Objective -
Edit the lines below so that "hazy distant hills" reads "misty far-off ridges" and everything else stays the same.

* Start *

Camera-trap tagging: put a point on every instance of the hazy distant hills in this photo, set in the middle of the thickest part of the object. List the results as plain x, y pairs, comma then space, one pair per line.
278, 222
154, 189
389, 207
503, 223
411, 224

* End *

Response below -
Camera-trap tagging: put a point on every instance of the misty far-off ridges in this photo, set in the middle of the thickest part of the object. List the results as plain x, y pairs, comma then space, one pair per line.
278, 222
154, 189
389, 207
503, 223
411, 224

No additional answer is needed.